#### Текст для чтения
________

Его угнетала атмосфера застоя в училище, где лелеяли подражателей, а самостоятельных выгоняли. Исключение было актом политического характера, но для Маяковского, как и для Бурлюка, оно еще означало разрыв с академической рутиной.
Другая муза властно овладела сердцами и помыслами друзей, по крайней мере, Маяковского. Зато полицеймейстеру факт изгнания из училища был достаточен для того, чтобы не разрешить Маяковскому, Бурлюку и Каменскому выступать в Полтаве.
Давид Бурлюк еще в училище развернул активную деятельность по созданию группы художников и писателей, оппозиционно настроенных к отжившим и отживающим формам буржуазного искусства, в том числе - символизма. В нее вошли три брата Бурлюка - Давид, Николай и Владимир, Василий Каменский, Велимир (Виктор Владимирович) Хлебников, Елена Гуро. Чуть позднее к ним присоединился Маяковский.
Они еще не называли себя футуристами - не хотели быть похожими на футуристов Запада, на итальянских футуристов, открещивались от Маринетти. Маяковский вместе с поэтами К. Большаковым, с которым дружил, и В. Шершеневичем в начале 1914 года подписал письмо в редакцию газеты «Новь» об отрицательном отношении русских футуристов к Маринетти, к «италофутуристам». Пока группа Бурлюка называла себя хлебниковским «титулом» - будетлянами, то есть людьми, деятелями будущего, приближающими будущее. Различие с итальянским футуризмом, который приобретал фашистскую окраску, все время подчеркивалось. Понимание войны, как средства «гигиены мира и величия Италии», империалистические устремления и открытый «антисоциализм», разумеется, резко отталкивали от Маринетти русских футуристов с их стихийным демократизмом, хотя и путаной, окрашенной в анархические краски, но явно выраженной антибуржуазностью. Вот почему они так бурно протестовали против любых попыток сближения их с «италофутуристами» и их вождем Маринетти и устраивали обструкции во время его выступлений в Петербурге и Москве в 1914 году. И поэтому, когда в 1925 году Маяковский встретился в Париже с Маринетти, встреча вышла натянутой, советскому поэту не о чем было говорить с человеком чернорубашечного социального оттенка, и они из вежливости перекинулись лишь несколькими фразами.
Итальянский футуризм действительно имел мало общего с русским футуризмом. Разрыв с культурным наследием прошлого, провозглашенный им, был едва ли не единственной точкой сближения этих авангардистских течений. Их решительно разводил культ насилия, жестокости, эстетизации войны как «единственной гигиены мира», идея суперменства и «гения-индивида». Все это не могло не привести и в конце концов привело итальянских футуристов к пропаганде милитаризма, к фашизму.
Но и в области литературной они шли гораздо дальше русских футуристов. Дальше - в разрушении гуманистических традиций культурного наследия, объявляя ненужными, вредными «слабостями» идеалы добра, справедливости, любви и счастья, и противопоставляя им силу, бездушие, жестокость «механического человека». «Жар, исходящий от куска дерева или железа, нас волнует больше, чем улыбка и слезы женщины». Этот тезис Маринетти вряд ли бы подписал кто-нибудь из русских футуристов.

________

Записи для определения местоположения
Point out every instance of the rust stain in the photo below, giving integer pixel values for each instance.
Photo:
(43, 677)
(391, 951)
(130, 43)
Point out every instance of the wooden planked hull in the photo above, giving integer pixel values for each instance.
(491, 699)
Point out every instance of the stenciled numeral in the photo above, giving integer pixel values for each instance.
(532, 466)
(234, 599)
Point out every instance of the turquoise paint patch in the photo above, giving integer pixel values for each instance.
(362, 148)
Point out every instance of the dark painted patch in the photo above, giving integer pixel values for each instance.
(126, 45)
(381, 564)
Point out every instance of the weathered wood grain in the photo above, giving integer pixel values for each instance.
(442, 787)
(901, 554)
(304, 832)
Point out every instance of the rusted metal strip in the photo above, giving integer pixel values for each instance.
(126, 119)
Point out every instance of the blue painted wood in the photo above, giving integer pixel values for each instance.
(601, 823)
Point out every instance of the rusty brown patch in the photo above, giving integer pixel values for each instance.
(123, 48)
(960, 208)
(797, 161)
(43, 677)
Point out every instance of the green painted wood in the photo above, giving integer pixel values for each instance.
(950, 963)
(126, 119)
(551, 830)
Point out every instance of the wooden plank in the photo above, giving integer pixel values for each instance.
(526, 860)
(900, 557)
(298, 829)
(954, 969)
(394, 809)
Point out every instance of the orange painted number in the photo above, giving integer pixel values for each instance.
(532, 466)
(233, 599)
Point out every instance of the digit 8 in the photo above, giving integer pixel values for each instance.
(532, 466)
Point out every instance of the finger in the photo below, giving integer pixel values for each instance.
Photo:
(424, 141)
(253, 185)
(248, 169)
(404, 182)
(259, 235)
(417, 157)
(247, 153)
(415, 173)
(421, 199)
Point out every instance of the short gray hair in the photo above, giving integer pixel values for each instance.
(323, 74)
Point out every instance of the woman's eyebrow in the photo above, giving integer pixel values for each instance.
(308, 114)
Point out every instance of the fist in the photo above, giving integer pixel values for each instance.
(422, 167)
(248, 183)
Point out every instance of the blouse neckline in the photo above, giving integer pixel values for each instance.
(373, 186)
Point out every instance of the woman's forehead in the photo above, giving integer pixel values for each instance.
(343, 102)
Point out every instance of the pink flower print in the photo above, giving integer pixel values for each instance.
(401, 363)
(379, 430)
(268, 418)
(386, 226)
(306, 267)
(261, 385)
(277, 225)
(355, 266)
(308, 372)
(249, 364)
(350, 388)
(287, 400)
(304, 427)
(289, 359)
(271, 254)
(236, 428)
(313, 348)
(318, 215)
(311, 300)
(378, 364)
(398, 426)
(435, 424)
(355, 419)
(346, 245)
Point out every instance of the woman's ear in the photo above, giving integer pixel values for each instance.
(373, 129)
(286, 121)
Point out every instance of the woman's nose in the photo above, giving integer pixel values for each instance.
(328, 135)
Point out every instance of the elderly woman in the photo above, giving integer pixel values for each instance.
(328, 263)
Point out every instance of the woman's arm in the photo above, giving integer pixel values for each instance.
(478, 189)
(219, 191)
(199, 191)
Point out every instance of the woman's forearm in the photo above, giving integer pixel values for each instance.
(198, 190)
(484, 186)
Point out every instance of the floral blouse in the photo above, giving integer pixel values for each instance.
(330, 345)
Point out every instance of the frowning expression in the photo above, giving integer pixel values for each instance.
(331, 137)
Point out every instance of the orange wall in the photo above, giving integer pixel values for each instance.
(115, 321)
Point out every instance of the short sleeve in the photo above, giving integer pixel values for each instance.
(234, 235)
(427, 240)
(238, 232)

________

#### Задание
Перепишите отрывок о футуризме начиная со слов «Но и в области» и далее до слов «из русских футуристов.», подставив «будетлян» вместо «русских футуристов».

#### Результат
Но и в области литературной они шли гораздо дальше будетлян. Дальше - в разрушении гуманистических традиций культурного наследия, объявляя ненужными, вредными «слабостями» идеалы добра, справедливости, любви и счастья, и противопоставляя им силу, бездушие, жестокость «механического человека». «Жар, исходящий от куска дерева или железа, нас волнует больше, чем улыбка и слезы женщины». Этот тезис Маринетти вряд ли бы подписал кто-нибудь из будетлян.